## JOB:
Rewrite every entry below, replacing "Inline example from the docs" with "Sample from the documentation" and keeping everything else the same.

## MATERIAL PROVIDED:
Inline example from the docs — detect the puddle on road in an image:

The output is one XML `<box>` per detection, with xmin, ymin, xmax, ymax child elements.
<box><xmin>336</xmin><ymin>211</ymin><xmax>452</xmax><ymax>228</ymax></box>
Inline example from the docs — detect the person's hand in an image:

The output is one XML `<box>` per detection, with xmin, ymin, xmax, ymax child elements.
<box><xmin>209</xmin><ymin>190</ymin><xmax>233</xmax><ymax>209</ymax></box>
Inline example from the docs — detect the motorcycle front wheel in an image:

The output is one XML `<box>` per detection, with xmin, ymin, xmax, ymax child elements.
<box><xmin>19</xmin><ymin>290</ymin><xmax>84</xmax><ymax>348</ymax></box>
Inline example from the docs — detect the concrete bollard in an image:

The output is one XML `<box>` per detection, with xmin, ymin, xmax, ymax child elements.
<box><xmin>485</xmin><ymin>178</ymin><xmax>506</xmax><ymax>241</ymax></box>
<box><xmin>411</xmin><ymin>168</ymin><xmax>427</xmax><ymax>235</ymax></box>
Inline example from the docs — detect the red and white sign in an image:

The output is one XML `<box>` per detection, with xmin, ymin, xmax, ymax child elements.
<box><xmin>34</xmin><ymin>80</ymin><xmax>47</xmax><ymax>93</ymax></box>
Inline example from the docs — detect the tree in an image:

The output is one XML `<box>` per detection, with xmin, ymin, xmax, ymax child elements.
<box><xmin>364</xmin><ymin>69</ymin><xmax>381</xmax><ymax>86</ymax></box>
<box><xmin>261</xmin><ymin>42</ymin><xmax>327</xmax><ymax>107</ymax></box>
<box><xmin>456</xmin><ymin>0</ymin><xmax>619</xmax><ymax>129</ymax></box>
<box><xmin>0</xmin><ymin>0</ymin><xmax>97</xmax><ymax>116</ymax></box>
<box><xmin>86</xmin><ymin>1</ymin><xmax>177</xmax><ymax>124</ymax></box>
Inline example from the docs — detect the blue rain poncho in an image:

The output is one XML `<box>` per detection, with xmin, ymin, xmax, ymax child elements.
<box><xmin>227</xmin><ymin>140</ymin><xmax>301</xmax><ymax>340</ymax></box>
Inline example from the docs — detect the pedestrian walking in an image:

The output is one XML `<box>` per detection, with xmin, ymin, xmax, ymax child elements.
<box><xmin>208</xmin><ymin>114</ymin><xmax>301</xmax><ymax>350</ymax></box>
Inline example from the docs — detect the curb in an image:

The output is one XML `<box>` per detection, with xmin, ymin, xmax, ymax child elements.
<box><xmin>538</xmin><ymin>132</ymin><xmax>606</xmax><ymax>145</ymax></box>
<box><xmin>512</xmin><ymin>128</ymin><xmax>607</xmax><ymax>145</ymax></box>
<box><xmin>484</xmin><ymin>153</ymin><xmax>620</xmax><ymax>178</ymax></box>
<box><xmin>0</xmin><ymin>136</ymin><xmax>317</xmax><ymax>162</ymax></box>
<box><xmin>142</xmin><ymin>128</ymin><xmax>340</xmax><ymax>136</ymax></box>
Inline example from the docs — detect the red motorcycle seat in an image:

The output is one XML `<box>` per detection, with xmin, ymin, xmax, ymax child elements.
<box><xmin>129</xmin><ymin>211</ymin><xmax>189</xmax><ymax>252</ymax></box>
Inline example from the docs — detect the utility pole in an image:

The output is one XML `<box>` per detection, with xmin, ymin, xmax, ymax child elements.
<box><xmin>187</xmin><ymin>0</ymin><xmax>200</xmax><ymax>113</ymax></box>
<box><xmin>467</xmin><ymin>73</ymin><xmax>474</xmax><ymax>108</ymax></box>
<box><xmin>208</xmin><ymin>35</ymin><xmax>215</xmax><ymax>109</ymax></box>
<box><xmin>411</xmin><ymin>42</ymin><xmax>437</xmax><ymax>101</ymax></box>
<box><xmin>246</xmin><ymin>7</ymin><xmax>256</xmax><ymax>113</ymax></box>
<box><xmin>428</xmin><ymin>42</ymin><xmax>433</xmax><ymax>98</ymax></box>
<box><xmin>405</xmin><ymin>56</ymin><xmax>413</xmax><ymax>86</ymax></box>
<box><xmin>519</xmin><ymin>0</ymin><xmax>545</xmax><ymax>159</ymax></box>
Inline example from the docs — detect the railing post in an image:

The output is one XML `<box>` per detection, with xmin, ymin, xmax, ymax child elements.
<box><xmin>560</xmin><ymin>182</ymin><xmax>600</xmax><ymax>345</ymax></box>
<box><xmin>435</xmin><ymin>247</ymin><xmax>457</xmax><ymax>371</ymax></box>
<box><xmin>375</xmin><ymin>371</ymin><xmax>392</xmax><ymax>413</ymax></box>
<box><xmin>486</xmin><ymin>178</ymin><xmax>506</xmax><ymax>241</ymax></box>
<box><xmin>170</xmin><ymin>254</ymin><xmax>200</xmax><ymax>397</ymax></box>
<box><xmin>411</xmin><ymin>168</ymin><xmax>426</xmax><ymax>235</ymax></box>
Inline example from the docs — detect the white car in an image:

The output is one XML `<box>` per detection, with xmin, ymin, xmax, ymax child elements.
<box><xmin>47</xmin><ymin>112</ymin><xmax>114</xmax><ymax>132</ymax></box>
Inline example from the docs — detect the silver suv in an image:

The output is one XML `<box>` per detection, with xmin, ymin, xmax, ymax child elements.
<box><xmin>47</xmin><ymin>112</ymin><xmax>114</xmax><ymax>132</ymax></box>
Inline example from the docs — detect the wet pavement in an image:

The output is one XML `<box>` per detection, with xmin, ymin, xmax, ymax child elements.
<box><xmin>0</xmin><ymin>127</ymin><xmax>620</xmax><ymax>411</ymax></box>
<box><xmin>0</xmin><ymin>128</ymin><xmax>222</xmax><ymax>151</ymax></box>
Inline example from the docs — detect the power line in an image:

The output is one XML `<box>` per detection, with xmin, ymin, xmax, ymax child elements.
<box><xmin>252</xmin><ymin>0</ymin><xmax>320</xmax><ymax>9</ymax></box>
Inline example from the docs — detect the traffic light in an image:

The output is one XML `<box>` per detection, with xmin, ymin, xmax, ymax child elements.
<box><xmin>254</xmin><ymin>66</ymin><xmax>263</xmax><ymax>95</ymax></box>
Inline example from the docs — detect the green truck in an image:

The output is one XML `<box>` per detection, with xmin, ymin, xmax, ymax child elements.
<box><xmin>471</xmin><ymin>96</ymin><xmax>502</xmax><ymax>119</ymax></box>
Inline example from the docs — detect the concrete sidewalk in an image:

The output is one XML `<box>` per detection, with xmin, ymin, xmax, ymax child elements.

## WRITTEN SOLUTION:
Sample from the documentation — detect the puddle on road in an image:

The output is one XML `<box>` per detection, with xmin, ymin, xmax, ymax child elements.
<box><xmin>336</xmin><ymin>211</ymin><xmax>452</xmax><ymax>228</ymax></box>
Sample from the documentation — detect the person's hand in an image:

The output is one XML `<box>` per detection, with xmin, ymin, xmax, ymax child elements.
<box><xmin>209</xmin><ymin>190</ymin><xmax>233</xmax><ymax>209</ymax></box>
Sample from the documentation — detect the motorcycle front wheel in an image:

The output is one XML `<box>` per detection, with xmin, ymin, xmax, ymax child elements.
<box><xmin>19</xmin><ymin>290</ymin><xmax>84</xmax><ymax>348</ymax></box>
Sample from the documentation — detect the concrete bollard in an image:

The output is one XML `<box>` per detection, with xmin, ymin, xmax, ymax child elements.
<box><xmin>485</xmin><ymin>178</ymin><xmax>506</xmax><ymax>241</ymax></box>
<box><xmin>411</xmin><ymin>168</ymin><xmax>427</xmax><ymax>235</ymax></box>
Sample from the documentation — detect the red and white sign in an image:

The output is one XML `<box>` per detection, with xmin, ymin, xmax, ymax child elements.
<box><xmin>34</xmin><ymin>80</ymin><xmax>47</xmax><ymax>93</ymax></box>
Sample from the documentation — detect the tree in an image:

The output is one XML `<box>` per detection, with xmin, ymin, xmax, ymax child elements.
<box><xmin>364</xmin><ymin>69</ymin><xmax>381</xmax><ymax>86</ymax></box>
<box><xmin>261</xmin><ymin>42</ymin><xmax>327</xmax><ymax>107</ymax></box>
<box><xmin>456</xmin><ymin>0</ymin><xmax>619</xmax><ymax>129</ymax></box>
<box><xmin>0</xmin><ymin>0</ymin><xmax>97</xmax><ymax>116</ymax></box>
<box><xmin>86</xmin><ymin>1</ymin><xmax>177</xmax><ymax>124</ymax></box>
Sample from the documentation — detect the blue rain poncho in an image:

The output is one XML `<box>` per detection, with xmin, ymin, xmax, ymax child elements.
<box><xmin>227</xmin><ymin>140</ymin><xmax>301</xmax><ymax>340</ymax></box>
Sample from the documentation — detect the pedestrian walking in an image:

The output is one XML `<box>` per detection, with xmin, ymin, xmax, ymax child elements.
<box><xmin>208</xmin><ymin>114</ymin><xmax>301</xmax><ymax>350</ymax></box>
Sample from the documentation — detect the curb in an image:

The output is one XML `<box>` per detection, with xmin, ymin, xmax, ymax child elements.
<box><xmin>538</xmin><ymin>132</ymin><xmax>606</xmax><ymax>145</ymax></box>
<box><xmin>512</xmin><ymin>128</ymin><xmax>607</xmax><ymax>145</ymax></box>
<box><xmin>484</xmin><ymin>153</ymin><xmax>620</xmax><ymax>178</ymax></box>
<box><xmin>0</xmin><ymin>136</ymin><xmax>317</xmax><ymax>162</ymax></box>
<box><xmin>142</xmin><ymin>128</ymin><xmax>340</xmax><ymax>136</ymax></box>
Sample from the documentation — detect the red motorcycle seat in an image:

The output is one XML `<box>` per detection, with xmin, ymin, xmax, ymax child elements.
<box><xmin>129</xmin><ymin>211</ymin><xmax>189</xmax><ymax>252</ymax></box>
Sample from the documentation — detect the utility pole in an image:

The output is one XML `<box>` per detection, with xmin, ymin, xmax, ymax child elements.
<box><xmin>187</xmin><ymin>0</ymin><xmax>200</xmax><ymax>113</ymax></box>
<box><xmin>467</xmin><ymin>73</ymin><xmax>474</xmax><ymax>108</ymax></box>
<box><xmin>208</xmin><ymin>35</ymin><xmax>215</xmax><ymax>109</ymax></box>
<box><xmin>411</xmin><ymin>42</ymin><xmax>437</xmax><ymax>101</ymax></box>
<box><xmin>246</xmin><ymin>7</ymin><xmax>256</xmax><ymax>113</ymax></box>
<box><xmin>428</xmin><ymin>42</ymin><xmax>433</xmax><ymax>98</ymax></box>
<box><xmin>405</xmin><ymin>56</ymin><xmax>413</xmax><ymax>86</ymax></box>
<box><xmin>519</xmin><ymin>0</ymin><xmax>545</xmax><ymax>159</ymax></box>
Sample from the documentation — detect the railing post in an image:

The output is one XML `<box>` per detection, with xmin, ymin, xmax, ymax child elements.
<box><xmin>560</xmin><ymin>182</ymin><xmax>600</xmax><ymax>345</ymax></box>
<box><xmin>435</xmin><ymin>247</ymin><xmax>457</xmax><ymax>371</ymax></box>
<box><xmin>375</xmin><ymin>371</ymin><xmax>392</xmax><ymax>413</ymax></box>
<box><xmin>486</xmin><ymin>178</ymin><xmax>506</xmax><ymax>241</ymax></box>
<box><xmin>170</xmin><ymin>254</ymin><xmax>200</xmax><ymax>397</ymax></box>
<box><xmin>411</xmin><ymin>168</ymin><xmax>426</xmax><ymax>235</ymax></box>
Sample from the documentation — detect the white car in an image:

The output is one XML `<box>` per detection, with xmin, ymin, xmax, ymax child elements.
<box><xmin>47</xmin><ymin>112</ymin><xmax>114</xmax><ymax>132</ymax></box>
Sample from the documentation — detect the silver suv in an image:

The output is one XML `<box>` per detection, with xmin, ymin, xmax, ymax child elements.
<box><xmin>47</xmin><ymin>112</ymin><xmax>114</xmax><ymax>132</ymax></box>
Sample from the documentation — detect the wet pavement in an image:

The output is one XML `<box>` per detection, with xmin, ymin, xmax, ymax child elements.
<box><xmin>0</xmin><ymin>127</ymin><xmax>620</xmax><ymax>411</ymax></box>
<box><xmin>0</xmin><ymin>128</ymin><xmax>222</xmax><ymax>151</ymax></box>
Sample from the documentation — detect the power line in an image:

The output is one XML `<box>` per detection, with xmin, ymin, xmax, ymax child elements.
<box><xmin>252</xmin><ymin>0</ymin><xmax>320</xmax><ymax>9</ymax></box>
Sample from the documentation — detect the traffic light in an image:

The output is one XML `<box>` per detection, with xmin, ymin, xmax, ymax child elements.
<box><xmin>254</xmin><ymin>66</ymin><xmax>263</xmax><ymax>95</ymax></box>
Sample from the documentation — detect the green truck in an image:

The output is one XML `<box>` per detection, with xmin, ymin, xmax, ymax child elements.
<box><xmin>471</xmin><ymin>96</ymin><xmax>502</xmax><ymax>119</ymax></box>
Sample from the documentation — detect the concrete sidewalk in an image:

The output is one XML `<box>` per detection, with xmin, ymin, xmax, ymax child elements.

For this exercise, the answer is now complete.